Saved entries
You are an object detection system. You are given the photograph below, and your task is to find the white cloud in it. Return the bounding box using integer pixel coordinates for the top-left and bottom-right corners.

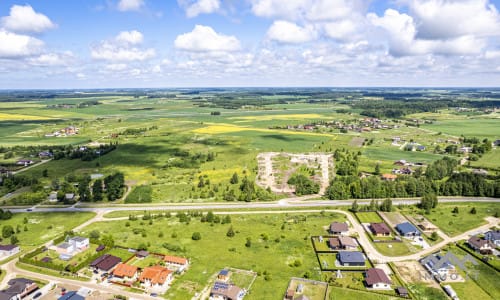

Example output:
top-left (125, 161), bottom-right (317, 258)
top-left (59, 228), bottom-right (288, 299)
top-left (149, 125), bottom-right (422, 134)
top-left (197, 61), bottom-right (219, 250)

top-left (28, 52), bottom-right (74, 66)
top-left (174, 25), bottom-right (240, 52)
top-left (91, 31), bottom-right (155, 62)
top-left (105, 63), bottom-right (128, 71)
top-left (251, 0), bottom-right (307, 20)
top-left (306, 0), bottom-right (366, 21)
top-left (115, 30), bottom-right (143, 45)
top-left (117, 0), bottom-right (144, 12)
top-left (1, 5), bottom-right (55, 33)
top-left (485, 50), bottom-right (500, 59)
top-left (266, 21), bottom-right (316, 43)
top-left (0, 29), bottom-right (44, 58)
top-left (179, 0), bottom-right (221, 18)
top-left (323, 20), bottom-right (358, 41)
top-left (409, 0), bottom-right (500, 40)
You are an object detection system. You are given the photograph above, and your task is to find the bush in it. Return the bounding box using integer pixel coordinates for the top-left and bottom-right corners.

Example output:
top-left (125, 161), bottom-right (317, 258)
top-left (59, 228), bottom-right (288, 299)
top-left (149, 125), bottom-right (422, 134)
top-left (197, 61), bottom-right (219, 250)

top-left (192, 232), bottom-right (201, 240)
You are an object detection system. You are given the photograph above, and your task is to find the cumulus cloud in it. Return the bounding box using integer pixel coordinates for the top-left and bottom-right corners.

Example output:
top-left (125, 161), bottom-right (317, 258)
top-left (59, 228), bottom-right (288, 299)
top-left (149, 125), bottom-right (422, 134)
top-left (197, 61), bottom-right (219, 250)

top-left (0, 29), bottom-right (44, 58)
top-left (267, 21), bottom-right (316, 43)
top-left (409, 0), bottom-right (500, 40)
top-left (27, 52), bottom-right (74, 66)
top-left (1, 5), bottom-right (56, 33)
top-left (115, 30), bottom-right (143, 45)
top-left (174, 25), bottom-right (240, 52)
top-left (179, 0), bottom-right (221, 18)
top-left (117, 0), bottom-right (144, 12)
top-left (91, 31), bottom-right (155, 61)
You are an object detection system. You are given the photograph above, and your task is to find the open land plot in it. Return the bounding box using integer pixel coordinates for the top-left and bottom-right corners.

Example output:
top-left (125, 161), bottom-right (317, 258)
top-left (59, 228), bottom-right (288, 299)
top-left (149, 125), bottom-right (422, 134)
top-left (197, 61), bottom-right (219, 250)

top-left (422, 118), bottom-right (500, 139)
top-left (0, 212), bottom-right (95, 247)
top-left (79, 212), bottom-right (347, 300)
top-left (392, 261), bottom-right (438, 287)
top-left (355, 212), bottom-right (384, 224)
top-left (379, 212), bottom-right (408, 228)
top-left (328, 286), bottom-right (399, 300)
top-left (287, 278), bottom-right (328, 300)
top-left (470, 148), bottom-right (500, 169)
top-left (372, 241), bottom-right (416, 257)
top-left (402, 202), bottom-right (498, 236)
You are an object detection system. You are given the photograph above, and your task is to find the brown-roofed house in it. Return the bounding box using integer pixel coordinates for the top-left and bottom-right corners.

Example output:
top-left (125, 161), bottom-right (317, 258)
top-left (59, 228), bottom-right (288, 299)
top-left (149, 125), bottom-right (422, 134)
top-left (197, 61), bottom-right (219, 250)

top-left (418, 221), bottom-right (437, 232)
top-left (338, 236), bottom-right (357, 250)
top-left (328, 237), bottom-right (341, 250)
top-left (90, 254), bottom-right (121, 273)
top-left (112, 263), bottom-right (138, 280)
top-left (329, 222), bottom-right (349, 235)
top-left (381, 174), bottom-right (397, 181)
top-left (164, 255), bottom-right (188, 266)
top-left (468, 236), bottom-right (495, 254)
top-left (0, 278), bottom-right (38, 300)
top-left (139, 266), bottom-right (173, 287)
top-left (210, 282), bottom-right (243, 300)
top-left (370, 223), bottom-right (391, 236)
top-left (365, 268), bottom-right (392, 289)
top-left (396, 286), bottom-right (409, 297)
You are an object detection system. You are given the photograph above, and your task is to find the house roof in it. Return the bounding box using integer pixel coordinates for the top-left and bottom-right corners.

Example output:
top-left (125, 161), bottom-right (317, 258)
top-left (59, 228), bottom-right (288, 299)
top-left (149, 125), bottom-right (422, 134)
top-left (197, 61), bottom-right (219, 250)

top-left (0, 244), bottom-right (19, 251)
top-left (365, 268), bottom-right (392, 286)
top-left (370, 222), bottom-right (391, 234)
top-left (219, 269), bottom-right (229, 276)
top-left (486, 230), bottom-right (500, 241)
top-left (113, 263), bottom-right (138, 278)
top-left (0, 278), bottom-right (36, 300)
top-left (381, 173), bottom-right (397, 180)
top-left (90, 254), bottom-right (121, 271)
top-left (211, 282), bottom-right (242, 300)
top-left (57, 291), bottom-right (85, 300)
top-left (338, 236), bottom-right (357, 248)
top-left (57, 242), bottom-right (73, 249)
top-left (164, 255), bottom-right (188, 265)
top-left (41, 256), bottom-right (52, 263)
top-left (468, 236), bottom-right (495, 249)
top-left (70, 236), bottom-right (88, 242)
top-left (136, 250), bottom-right (149, 257)
top-left (396, 222), bottom-right (419, 234)
top-left (139, 266), bottom-right (172, 285)
top-left (330, 222), bottom-right (348, 232)
top-left (328, 237), bottom-right (340, 247)
top-left (422, 253), bottom-right (454, 271)
top-left (338, 251), bottom-right (364, 264)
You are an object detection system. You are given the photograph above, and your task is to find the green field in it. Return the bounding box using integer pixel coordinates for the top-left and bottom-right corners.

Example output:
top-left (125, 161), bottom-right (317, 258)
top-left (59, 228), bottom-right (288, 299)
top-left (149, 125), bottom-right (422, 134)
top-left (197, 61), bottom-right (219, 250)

top-left (356, 212), bottom-right (384, 223)
top-left (422, 119), bottom-right (500, 139)
top-left (403, 202), bottom-right (497, 236)
top-left (79, 212), bottom-right (344, 299)
top-left (0, 212), bottom-right (95, 247)
top-left (328, 286), bottom-right (399, 300)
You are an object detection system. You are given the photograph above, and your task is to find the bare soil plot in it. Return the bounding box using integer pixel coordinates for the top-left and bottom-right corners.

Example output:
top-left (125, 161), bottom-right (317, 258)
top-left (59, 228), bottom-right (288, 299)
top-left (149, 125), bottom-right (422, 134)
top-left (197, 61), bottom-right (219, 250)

top-left (256, 152), bottom-right (333, 194)
top-left (379, 212), bottom-right (407, 228)
top-left (393, 261), bottom-right (439, 288)
top-left (349, 137), bottom-right (366, 147)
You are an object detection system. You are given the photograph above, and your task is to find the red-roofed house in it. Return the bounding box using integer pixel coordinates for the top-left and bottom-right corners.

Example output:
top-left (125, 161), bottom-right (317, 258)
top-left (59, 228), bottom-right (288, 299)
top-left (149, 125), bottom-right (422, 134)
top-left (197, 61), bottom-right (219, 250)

top-left (112, 263), bottom-right (138, 281)
top-left (164, 255), bottom-right (189, 271)
top-left (139, 266), bottom-right (173, 288)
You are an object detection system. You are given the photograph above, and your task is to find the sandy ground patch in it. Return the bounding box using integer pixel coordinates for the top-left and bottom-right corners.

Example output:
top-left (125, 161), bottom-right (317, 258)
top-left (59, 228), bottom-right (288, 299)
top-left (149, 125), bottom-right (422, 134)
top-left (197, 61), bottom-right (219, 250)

top-left (393, 261), bottom-right (439, 288)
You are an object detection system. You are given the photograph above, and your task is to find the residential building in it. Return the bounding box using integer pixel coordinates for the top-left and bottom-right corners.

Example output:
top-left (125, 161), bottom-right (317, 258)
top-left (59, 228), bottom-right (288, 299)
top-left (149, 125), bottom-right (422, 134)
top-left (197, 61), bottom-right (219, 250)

top-left (338, 236), bottom-right (357, 250)
top-left (329, 222), bottom-right (348, 235)
top-left (337, 251), bottom-right (365, 267)
top-left (421, 253), bottom-right (455, 278)
top-left (112, 263), bottom-right (138, 280)
top-left (16, 160), bottom-right (33, 166)
top-left (484, 230), bottom-right (500, 246)
top-left (70, 236), bottom-right (89, 251)
top-left (370, 223), bottom-right (391, 236)
top-left (218, 269), bottom-right (230, 281)
top-left (57, 291), bottom-right (85, 300)
top-left (365, 268), bottom-right (392, 289)
top-left (395, 222), bottom-right (421, 238)
top-left (135, 250), bottom-right (149, 258)
top-left (328, 237), bottom-right (341, 250)
top-left (164, 255), bottom-right (189, 271)
top-left (468, 236), bottom-right (495, 254)
top-left (48, 191), bottom-right (58, 202)
top-left (0, 245), bottom-right (20, 257)
top-left (90, 254), bottom-right (121, 273)
top-left (381, 174), bottom-right (397, 181)
top-left (0, 278), bottom-right (38, 300)
top-left (210, 281), bottom-right (244, 300)
top-left (139, 266), bottom-right (173, 288)
top-left (418, 221), bottom-right (437, 232)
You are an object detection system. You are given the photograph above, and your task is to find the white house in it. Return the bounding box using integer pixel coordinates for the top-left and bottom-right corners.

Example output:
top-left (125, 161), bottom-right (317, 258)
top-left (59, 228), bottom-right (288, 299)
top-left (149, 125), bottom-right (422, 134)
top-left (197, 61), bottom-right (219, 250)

top-left (365, 268), bottom-right (392, 290)
top-left (69, 236), bottom-right (89, 251)
top-left (139, 266), bottom-right (173, 288)
top-left (0, 245), bottom-right (20, 257)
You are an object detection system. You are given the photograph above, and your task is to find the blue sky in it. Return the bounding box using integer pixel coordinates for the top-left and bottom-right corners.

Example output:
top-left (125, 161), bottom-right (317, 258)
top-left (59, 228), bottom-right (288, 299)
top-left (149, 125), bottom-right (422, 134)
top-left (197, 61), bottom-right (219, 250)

top-left (0, 0), bottom-right (500, 88)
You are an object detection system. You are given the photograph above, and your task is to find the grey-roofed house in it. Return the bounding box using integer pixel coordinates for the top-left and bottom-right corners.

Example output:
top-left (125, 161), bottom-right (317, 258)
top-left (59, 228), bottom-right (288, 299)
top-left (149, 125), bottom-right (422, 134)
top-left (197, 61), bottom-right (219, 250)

top-left (0, 278), bottom-right (38, 300)
top-left (421, 253), bottom-right (455, 278)
top-left (338, 251), bottom-right (365, 266)
top-left (484, 230), bottom-right (500, 246)
top-left (0, 244), bottom-right (20, 257)
top-left (395, 222), bottom-right (420, 237)
top-left (90, 254), bottom-right (121, 273)
top-left (468, 236), bottom-right (495, 254)
top-left (329, 222), bottom-right (349, 235)
top-left (58, 291), bottom-right (85, 300)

[PROBLEM TO WORK ON] Show, from the entries above, every line that includes the string "white".

[RESULT OF THE EXERCISE]
You are an object detection system. You are given the photograph below, and your task is to find the white cloud in it. Return the bounding box using integer pixel coordinates for the top-left and bottom-right corners.
You are an object detection system. You are given the photograph above, and your task is to find the white house in it. Return the bounding box using integer pixel coordinates for the top-left and bottom-right corners.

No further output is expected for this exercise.